• Description of the task:
Starting at the line with "of the sunglasses" and running to the end of the records, write those lines out again with "photo" changed to "image" and everything else left the same. Omit the pictures.

▼

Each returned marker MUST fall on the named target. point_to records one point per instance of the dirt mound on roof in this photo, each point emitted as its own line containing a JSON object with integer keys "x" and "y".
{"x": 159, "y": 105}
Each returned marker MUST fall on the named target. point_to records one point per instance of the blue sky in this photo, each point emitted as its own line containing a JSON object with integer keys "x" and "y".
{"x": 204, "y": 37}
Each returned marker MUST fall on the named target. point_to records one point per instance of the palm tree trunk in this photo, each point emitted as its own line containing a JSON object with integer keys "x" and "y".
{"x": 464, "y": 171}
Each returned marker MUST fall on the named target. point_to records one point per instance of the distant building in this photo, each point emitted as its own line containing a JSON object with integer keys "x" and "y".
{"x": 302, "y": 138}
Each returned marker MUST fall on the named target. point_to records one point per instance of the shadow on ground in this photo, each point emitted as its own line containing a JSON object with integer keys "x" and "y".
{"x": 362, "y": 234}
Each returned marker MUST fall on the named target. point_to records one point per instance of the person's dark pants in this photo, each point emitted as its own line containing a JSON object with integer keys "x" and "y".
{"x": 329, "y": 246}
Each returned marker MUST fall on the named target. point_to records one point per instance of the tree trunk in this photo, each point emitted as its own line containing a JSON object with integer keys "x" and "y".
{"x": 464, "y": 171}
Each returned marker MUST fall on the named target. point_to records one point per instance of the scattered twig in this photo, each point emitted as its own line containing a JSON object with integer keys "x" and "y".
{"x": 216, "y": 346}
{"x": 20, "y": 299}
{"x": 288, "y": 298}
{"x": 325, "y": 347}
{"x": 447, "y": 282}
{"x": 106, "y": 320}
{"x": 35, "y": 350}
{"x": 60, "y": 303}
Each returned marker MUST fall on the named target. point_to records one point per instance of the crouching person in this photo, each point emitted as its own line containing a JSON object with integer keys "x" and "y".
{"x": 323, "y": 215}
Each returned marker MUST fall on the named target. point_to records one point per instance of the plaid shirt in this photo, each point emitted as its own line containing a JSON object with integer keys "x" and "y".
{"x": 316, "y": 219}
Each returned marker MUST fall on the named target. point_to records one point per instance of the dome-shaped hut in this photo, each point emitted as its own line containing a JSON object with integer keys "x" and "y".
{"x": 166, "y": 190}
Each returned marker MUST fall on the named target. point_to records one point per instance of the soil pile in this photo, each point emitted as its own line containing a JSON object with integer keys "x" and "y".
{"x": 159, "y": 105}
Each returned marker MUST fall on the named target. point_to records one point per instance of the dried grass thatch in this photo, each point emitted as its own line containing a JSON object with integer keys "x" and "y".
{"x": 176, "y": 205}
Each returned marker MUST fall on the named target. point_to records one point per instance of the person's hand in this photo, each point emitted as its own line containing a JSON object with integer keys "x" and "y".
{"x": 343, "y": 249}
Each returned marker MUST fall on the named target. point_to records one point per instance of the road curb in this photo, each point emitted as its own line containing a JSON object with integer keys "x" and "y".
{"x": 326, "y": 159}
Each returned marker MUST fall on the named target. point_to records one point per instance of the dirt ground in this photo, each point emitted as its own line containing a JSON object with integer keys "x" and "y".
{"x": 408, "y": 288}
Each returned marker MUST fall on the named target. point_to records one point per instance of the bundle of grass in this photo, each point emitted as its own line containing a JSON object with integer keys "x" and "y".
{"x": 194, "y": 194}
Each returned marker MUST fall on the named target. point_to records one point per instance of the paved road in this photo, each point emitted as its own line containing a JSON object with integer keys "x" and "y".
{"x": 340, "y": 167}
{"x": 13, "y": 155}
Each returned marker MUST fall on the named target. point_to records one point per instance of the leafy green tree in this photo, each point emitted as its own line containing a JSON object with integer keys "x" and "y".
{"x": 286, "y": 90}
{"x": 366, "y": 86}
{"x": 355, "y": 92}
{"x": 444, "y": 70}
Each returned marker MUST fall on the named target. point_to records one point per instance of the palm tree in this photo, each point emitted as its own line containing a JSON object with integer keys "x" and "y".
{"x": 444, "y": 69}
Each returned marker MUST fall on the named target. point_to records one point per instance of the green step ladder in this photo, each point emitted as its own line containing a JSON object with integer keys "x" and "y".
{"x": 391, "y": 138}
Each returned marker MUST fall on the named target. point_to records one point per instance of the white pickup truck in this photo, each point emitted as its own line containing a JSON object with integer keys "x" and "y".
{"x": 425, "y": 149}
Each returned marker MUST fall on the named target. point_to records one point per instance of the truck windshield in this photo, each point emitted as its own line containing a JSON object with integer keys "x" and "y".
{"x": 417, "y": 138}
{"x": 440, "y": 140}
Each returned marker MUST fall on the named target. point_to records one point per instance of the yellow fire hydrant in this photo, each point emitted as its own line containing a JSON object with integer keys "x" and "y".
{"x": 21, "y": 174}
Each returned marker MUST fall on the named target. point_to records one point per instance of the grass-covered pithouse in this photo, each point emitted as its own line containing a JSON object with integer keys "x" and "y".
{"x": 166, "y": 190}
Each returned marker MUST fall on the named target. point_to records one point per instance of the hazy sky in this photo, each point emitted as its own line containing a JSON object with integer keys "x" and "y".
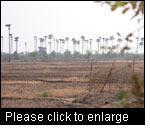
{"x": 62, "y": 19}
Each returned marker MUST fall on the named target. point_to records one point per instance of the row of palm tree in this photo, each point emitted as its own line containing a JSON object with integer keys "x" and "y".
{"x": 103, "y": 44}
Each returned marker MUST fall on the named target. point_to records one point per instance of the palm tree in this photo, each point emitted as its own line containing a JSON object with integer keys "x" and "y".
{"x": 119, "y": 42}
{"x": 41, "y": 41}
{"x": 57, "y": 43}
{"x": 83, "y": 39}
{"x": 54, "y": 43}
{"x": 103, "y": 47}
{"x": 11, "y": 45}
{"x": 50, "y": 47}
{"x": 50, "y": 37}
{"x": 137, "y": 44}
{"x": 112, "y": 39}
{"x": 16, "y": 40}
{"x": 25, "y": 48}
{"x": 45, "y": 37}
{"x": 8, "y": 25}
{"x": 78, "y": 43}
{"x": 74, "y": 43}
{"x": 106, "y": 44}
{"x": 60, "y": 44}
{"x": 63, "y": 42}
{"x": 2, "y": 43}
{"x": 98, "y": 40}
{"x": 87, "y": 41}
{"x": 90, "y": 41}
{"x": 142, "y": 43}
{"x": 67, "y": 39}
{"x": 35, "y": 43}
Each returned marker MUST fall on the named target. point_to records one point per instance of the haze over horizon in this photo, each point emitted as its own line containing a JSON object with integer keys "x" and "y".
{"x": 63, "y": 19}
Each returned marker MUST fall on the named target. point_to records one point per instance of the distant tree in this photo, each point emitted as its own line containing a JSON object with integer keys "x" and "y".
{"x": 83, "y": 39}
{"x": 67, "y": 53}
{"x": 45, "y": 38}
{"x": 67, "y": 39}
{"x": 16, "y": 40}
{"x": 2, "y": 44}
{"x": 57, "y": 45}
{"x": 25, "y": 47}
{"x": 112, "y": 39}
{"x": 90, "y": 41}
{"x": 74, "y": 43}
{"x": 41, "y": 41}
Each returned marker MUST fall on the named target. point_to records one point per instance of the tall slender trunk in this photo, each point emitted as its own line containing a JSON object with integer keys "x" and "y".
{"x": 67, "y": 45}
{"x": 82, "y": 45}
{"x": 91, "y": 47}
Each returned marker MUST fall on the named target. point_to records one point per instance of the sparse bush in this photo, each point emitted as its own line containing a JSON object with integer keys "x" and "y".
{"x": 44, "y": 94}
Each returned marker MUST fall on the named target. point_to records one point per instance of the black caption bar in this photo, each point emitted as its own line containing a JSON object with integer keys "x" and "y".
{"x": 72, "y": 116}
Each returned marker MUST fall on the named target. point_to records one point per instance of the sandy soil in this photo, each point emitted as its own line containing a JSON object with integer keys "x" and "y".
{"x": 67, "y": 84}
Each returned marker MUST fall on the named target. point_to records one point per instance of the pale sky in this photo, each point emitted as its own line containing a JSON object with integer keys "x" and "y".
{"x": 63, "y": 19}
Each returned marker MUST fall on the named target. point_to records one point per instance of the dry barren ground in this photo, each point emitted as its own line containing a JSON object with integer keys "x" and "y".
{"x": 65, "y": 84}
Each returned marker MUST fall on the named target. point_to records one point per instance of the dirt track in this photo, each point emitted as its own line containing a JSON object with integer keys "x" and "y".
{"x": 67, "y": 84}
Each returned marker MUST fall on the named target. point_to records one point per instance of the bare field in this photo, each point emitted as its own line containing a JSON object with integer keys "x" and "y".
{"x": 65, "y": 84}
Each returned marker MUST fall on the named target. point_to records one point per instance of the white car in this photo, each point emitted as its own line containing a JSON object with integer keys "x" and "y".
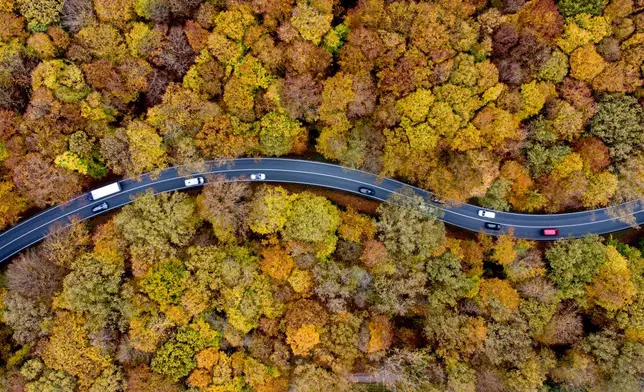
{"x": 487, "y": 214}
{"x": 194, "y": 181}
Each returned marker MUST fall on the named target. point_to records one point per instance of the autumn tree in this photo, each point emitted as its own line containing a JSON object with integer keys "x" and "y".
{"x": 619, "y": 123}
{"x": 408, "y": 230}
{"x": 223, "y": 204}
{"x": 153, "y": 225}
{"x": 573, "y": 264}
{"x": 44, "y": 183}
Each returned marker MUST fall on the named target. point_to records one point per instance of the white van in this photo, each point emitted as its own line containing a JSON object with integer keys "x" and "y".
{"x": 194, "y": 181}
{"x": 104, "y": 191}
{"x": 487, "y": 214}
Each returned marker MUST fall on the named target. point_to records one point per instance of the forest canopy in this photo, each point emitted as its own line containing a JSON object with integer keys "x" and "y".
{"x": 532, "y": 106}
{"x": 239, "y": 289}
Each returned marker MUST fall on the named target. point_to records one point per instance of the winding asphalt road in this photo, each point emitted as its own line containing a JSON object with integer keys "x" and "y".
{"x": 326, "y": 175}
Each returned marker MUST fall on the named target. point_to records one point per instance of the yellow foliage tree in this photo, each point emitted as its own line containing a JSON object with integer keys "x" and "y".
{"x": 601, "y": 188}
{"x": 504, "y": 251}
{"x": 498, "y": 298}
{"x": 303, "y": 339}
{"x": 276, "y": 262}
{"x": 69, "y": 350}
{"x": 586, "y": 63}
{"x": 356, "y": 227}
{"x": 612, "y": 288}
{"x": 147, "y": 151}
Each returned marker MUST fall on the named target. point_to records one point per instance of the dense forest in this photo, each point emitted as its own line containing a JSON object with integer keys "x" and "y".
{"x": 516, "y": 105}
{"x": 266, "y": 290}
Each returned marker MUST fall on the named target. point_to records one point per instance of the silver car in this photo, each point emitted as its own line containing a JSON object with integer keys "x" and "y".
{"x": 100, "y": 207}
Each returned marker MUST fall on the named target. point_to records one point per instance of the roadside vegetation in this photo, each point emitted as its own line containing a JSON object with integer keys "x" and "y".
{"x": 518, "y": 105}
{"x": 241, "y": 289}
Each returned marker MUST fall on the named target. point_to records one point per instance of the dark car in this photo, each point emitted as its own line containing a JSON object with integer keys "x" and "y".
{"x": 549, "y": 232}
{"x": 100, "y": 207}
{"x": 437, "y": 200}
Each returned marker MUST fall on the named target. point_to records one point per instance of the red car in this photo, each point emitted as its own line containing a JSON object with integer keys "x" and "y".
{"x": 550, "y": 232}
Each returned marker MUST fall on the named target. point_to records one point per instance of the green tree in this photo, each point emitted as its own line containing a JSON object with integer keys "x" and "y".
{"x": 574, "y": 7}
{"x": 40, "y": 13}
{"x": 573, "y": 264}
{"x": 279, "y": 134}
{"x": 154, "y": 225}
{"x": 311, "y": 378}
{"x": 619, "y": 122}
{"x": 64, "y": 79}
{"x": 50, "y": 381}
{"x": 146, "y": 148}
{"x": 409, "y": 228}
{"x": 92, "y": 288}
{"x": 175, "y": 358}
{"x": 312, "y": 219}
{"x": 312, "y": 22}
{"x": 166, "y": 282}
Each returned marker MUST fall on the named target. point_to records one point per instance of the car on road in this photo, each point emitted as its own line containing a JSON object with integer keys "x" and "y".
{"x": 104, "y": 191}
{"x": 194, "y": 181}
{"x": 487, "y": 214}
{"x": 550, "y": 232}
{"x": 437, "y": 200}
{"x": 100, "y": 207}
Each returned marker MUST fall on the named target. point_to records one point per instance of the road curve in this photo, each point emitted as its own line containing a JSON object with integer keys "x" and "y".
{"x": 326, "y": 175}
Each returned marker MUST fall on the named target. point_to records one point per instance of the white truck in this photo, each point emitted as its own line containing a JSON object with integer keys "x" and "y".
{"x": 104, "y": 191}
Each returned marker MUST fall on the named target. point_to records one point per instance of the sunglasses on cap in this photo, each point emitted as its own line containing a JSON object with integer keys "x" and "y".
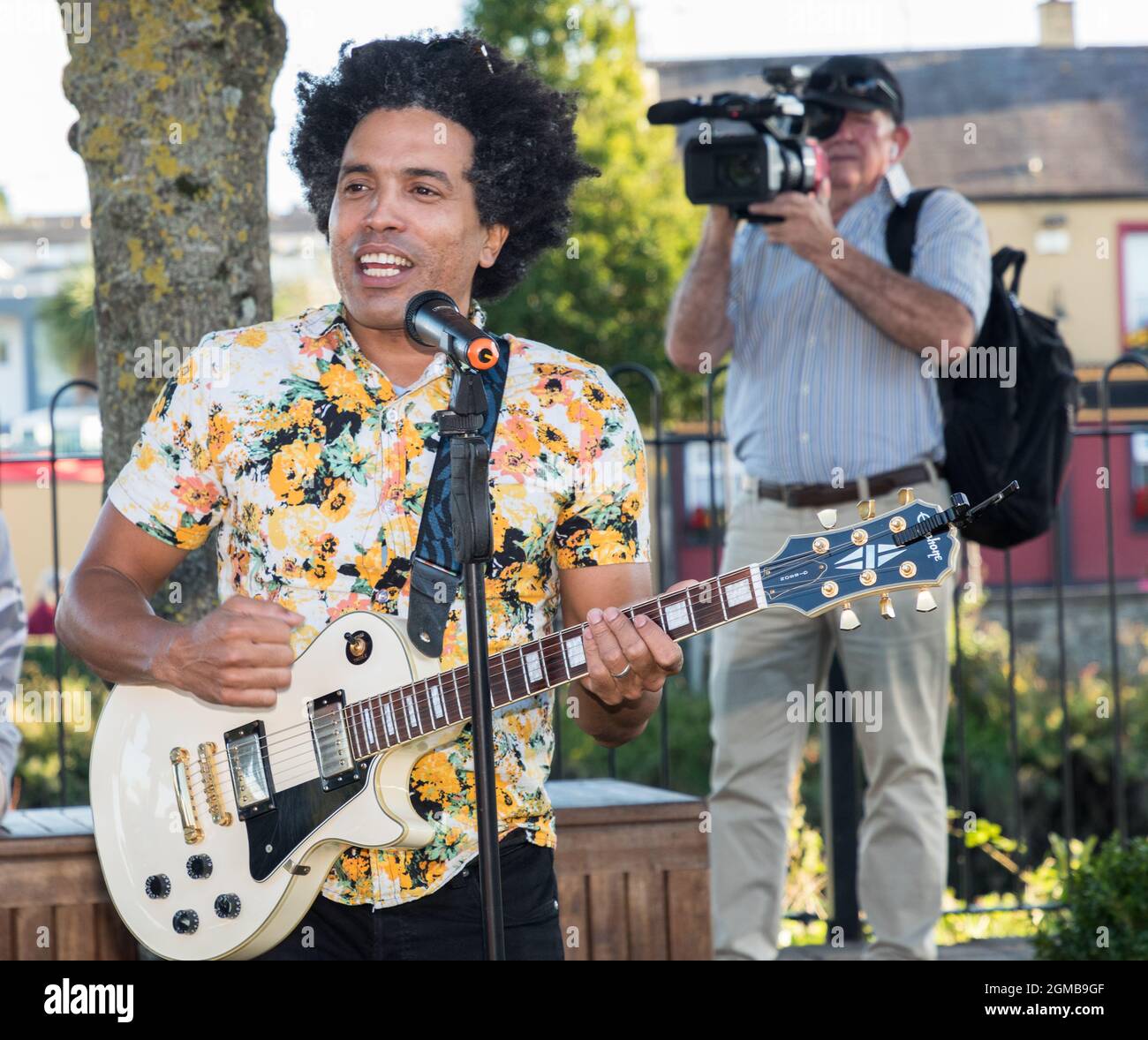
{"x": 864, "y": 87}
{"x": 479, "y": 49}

▲

• Task result:
Each returned marker MUST fall on the named target. point_to records one point per instance of the sunglasses on cap in this image, each point emitted as its own line containing a JSON object with integer keys "x" and "y".
{"x": 864, "y": 87}
{"x": 479, "y": 49}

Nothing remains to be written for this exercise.